**EXERCISE OBJECTIVE:** Return each of the lines below unchanged, character for character.

[BEGIN]

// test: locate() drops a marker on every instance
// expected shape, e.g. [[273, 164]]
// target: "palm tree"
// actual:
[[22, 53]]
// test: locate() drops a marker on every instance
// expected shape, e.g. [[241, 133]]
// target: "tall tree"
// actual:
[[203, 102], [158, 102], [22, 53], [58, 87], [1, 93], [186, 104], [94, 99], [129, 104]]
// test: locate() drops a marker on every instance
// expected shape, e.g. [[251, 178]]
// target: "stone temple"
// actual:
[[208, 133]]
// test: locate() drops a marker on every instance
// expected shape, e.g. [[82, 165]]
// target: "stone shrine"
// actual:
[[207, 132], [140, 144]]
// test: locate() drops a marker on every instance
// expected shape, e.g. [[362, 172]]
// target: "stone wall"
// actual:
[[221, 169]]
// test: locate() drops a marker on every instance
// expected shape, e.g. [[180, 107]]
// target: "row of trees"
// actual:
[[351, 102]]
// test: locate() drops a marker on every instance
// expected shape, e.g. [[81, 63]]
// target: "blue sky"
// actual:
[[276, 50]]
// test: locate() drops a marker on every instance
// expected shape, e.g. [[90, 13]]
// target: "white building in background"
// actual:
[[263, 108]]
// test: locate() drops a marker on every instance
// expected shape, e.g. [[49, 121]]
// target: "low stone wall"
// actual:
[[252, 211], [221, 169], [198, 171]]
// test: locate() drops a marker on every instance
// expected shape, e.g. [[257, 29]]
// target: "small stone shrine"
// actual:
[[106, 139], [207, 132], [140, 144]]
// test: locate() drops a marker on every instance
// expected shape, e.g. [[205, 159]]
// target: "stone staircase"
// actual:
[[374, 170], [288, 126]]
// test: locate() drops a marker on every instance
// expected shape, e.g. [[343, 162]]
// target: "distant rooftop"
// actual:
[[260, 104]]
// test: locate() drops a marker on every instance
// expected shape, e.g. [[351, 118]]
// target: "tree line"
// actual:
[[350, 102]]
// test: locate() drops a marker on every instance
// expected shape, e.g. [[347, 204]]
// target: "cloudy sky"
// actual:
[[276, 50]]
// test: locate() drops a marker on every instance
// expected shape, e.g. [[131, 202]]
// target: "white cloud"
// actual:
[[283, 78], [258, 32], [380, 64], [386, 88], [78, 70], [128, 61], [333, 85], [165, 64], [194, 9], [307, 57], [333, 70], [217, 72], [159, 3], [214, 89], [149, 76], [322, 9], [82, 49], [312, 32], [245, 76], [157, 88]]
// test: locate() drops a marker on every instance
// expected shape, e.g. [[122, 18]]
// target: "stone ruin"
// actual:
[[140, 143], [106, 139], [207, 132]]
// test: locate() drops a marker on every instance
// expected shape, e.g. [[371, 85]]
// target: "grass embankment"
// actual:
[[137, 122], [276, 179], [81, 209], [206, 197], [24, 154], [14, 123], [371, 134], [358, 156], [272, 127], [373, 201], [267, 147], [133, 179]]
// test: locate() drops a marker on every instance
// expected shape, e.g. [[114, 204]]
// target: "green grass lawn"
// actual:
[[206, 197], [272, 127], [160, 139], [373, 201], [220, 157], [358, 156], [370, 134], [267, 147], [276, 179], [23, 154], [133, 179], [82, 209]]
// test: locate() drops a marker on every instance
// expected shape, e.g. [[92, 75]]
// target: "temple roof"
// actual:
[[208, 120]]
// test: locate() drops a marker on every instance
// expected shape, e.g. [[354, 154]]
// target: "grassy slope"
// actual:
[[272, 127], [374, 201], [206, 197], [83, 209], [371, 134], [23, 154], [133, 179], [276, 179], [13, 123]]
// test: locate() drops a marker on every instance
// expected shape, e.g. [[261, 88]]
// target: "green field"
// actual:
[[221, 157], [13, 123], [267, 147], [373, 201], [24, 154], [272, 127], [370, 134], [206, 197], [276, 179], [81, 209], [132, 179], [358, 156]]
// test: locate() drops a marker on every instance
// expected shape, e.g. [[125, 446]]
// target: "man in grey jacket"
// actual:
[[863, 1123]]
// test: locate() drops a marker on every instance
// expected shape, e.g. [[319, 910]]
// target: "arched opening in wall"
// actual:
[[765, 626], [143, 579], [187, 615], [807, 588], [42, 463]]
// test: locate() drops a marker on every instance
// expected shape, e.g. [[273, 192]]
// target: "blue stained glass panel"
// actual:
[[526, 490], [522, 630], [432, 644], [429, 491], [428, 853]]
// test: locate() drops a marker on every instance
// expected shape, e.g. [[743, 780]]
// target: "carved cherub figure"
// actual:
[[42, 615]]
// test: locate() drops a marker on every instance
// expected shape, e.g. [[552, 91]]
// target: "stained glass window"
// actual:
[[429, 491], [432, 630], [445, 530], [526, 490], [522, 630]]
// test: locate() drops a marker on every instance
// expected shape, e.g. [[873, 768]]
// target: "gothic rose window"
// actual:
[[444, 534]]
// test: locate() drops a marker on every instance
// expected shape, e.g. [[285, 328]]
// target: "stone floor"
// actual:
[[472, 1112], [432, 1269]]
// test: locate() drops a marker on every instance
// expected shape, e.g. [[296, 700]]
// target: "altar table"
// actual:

[END]

**SOLVED PROBLEM:**
// test: locate() drops a marker on every instance
// expected shape, e.g. [[273, 164]]
// target: "palm tree"
// actual:
[[22, 53]]
// test: locate() drops a marker on every instance
// expected shape, e.g. [[241, 133]]
// target: "tall tree"
// actual:
[[203, 102], [158, 102], [22, 53], [58, 87], [1, 93], [186, 104], [94, 99], [129, 104]]
// test: locate() drops a marker on every instance
// expected shape, e.g. [[251, 178]]
// target: "stone temple"
// actual:
[[208, 133]]
// test: locate() drops a marker on every instance
// expected shape, e.g. [[82, 165]]
// target: "stone shrine"
// actual:
[[207, 132], [140, 144]]
// test: locate() drops a marker on every instance
// expected shape, e.g. [[362, 172]]
// target: "stone wall"
// actual:
[[221, 169]]
// test: locate() drops a marker on every instance
// expected shape, e.g. [[180, 107]]
// target: "row of trees"
// actual:
[[351, 102]]
// test: locate() drops a marker on every instance
// expected shape, e.g. [[81, 63]]
// target: "blue sky"
// actual:
[[276, 50]]
// test: locate() drops a marker on every instance
// expected shape, e.g. [[90, 13]]
// target: "white building in background"
// actual:
[[263, 108]]
// test: locate() drops a marker on every instance
// expected shape, e.g. [[49, 121]]
// target: "low stone wall"
// actual:
[[252, 211], [221, 169], [198, 171]]
// test: locate() drops a marker on every instance
// expected shape, e.g. [[257, 29]]
// target: "small stone shrine"
// actual:
[[106, 139], [207, 132], [140, 144]]
// test: locate() drops a marker on every instance
// expected shape, e.g. [[205, 159]]
// target: "stone staircase"
// actual:
[[374, 170], [288, 126]]
// test: locate() drops a marker on every instance
// expected shape, e.g. [[343, 162]]
// target: "distant rooftop"
// actual:
[[260, 104]]
// test: locate() drops a marker on every instance
// expected shape, e.g. [[351, 118]]
// target: "tree line"
// actual:
[[350, 102]]
// test: locate() drops a marker on every instance
// expected shape, e.g. [[347, 204]]
// target: "cloudy sky"
// actual:
[[276, 50]]
// test: locate() drops a marker on every instance
// expected shape, e.g. [[131, 202]]
// target: "white cloud"
// actual:
[[283, 78], [258, 32], [380, 64], [386, 88], [78, 70], [128, 61], [333, 85], [165, 64], [194, 9], [307, 57], [333, 70], [217, 72], [159, 3], [214, 89], [149, 76], [322, 9], [82, 49], [312, 32], [245, 76], [157, 88]]
// test: locate() drops a marker on every instance
// expected shape, e.g. [[122, 18]]
// target: "stone ruin"
// actual:
[[140, 143], [106, 139], [207, 132]]
// test: locate() drops a marker on every instance
// expected shape, e.g. [[371, 85]]
// target: "grass embankment"
// actual:
[[137, 122], [276, 179], [81, 209], [206, 197], [24, 154], [14, 123], [371, 134], [358, 156], [272, 127], [373, 201], [267, 147], [133, 179]]
// test: locate() drops a marker on every instance
// expected shape, e.g. [[114, 204]]
// target: "green grass lawn"
// actual:
[[206, 197], [272, 127], [160, 139], [373, 201], [220, 157], [358, 156], [370, 134], [267, 147], [276, 179], [23, 154], [133, 179], [82, 209]]
// test: locate() drops a marker on every instance
// expected shape, e.g. [[92, 75]]
// target: "temple roof"
// actual:
[[208, 120]]
// test: locate() drops a marker on every instance
// expected shape, e.g. [[354, 154]]
// target: "grassy slope"
// actual:
[[272, 127], [374, 201], [206, 197], [83, 209], [371, 134], [23, 154], [133, 179], [276, 179], [13, 123]]
// test: locate() drops a marker on every instance
// expected shape, e.g. [[261, 88]]
// target: "green field"
// actual:
[[221, 157], [13, 123], [267, 147], [373, 201], [24, 154], [272, 127], [370, 134], [206, 197], [276, 179], [81, 209], [132, 179], [358, 156]]
// test: locate() drops a marker on every instance
// expected shape, e.g. [[125, 446]]
// target: "man in grey jacket"
// actual:
[[863, 1123]]
// test: locate() drops a marker on every instance
// expected shape, e.g. [[319, 910]]
// target: "arched opening in wall"
// actual:
[[765, 626], [143, 579], [187, 615], [807, 588], [42, 463]]
// test: locate() drops a marker on every instance
// expected shape, e.g. [[273, 192]]
// target: "blue stained glass panel"
// actual:
[[526, 490], [522, 630], [432, 644], [429, 491], [428, 853]]
// test: locate() drops a marker on every instance
// expected shape, e.g. [[743, 780]]
// target: "carved cherub figure"
// actual:
[[42, 615]]
// test: locate() drops a marker on every instance
// expected shape, e.g. [[552, 91]]
// target: "stained glass window"
// actual:
[[429, 491], [432, 630], [445, 530], [526, 490], [522, 630]]
// test: locate() drops a marker on every instance
// expected shape, e.g. [[873, 768]]
// target: "gothic rose window"
// actual:
[[444, 534]]
// test: locate() drops a marker on every instance
// expected shape, e.g. [[285, 328]]
// target: "stone floor"
// actual:
[[472, 1112], [432, 1269]]
// test: locate() drops a marker on every instance
// expected shape, e.g. [[296, 700]]
// target: "altar table"
// actual:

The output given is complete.